Your instructions
What is needed is an exact copy of the entries, with the pictures excluded.
************
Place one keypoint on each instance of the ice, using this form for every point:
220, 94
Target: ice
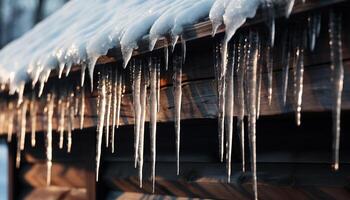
221, 99
23, 123
259, 81
10, 121
229, 107
50, 110
314, 23
289, 7
82, 107
236, 13
299, 81
166, 57
79, 35
61, 127
216, 13
270, 13
177, 83
153, 117
240, 71
286, 60
137, 105
269, 66
143, 97
33, 112
70, 121
335, 43
101, 119
251, 107
109, 105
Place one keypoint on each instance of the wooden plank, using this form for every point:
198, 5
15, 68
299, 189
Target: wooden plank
56, 193
276, 181
200, 99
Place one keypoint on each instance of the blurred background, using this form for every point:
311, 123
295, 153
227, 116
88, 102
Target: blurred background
19, 16
16, 18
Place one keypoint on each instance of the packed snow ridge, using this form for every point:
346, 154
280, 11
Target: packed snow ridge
************
Written solution
Place one keypoint on each instance of the ice, using this form for every point:
220, 94
Target: ice
221, 99
23, 123
259, 81
10, 121
229, 107
50, 110
314, 23
289, 7
82, 107
236, 13
299, 81
166, 57
79, 35
61, 127
216, 13
270, 13
177, 83
153, 117
240, 71
286, 60
137, 105
269, 66
143, 97
33, 112
70, 121
335, 43
101, 119
251, 107
109, 105
Place one keypoint on each instance of the wooden plank, using this form for every point:
198, 5
15, 68
299, 189
Target: wooden plank
56, 193
276, 181
200, 99
Place one keypoint on each instance of the blurred background, using this form for every point:
311, 123
295, 153
227, 116
88, 102
Target: blurred background
19, 16
16, 18
Place one keypoint on each instance of the packed snow ridge, using this form for every point:
346, 154
280, 11
Target: packed snow ridge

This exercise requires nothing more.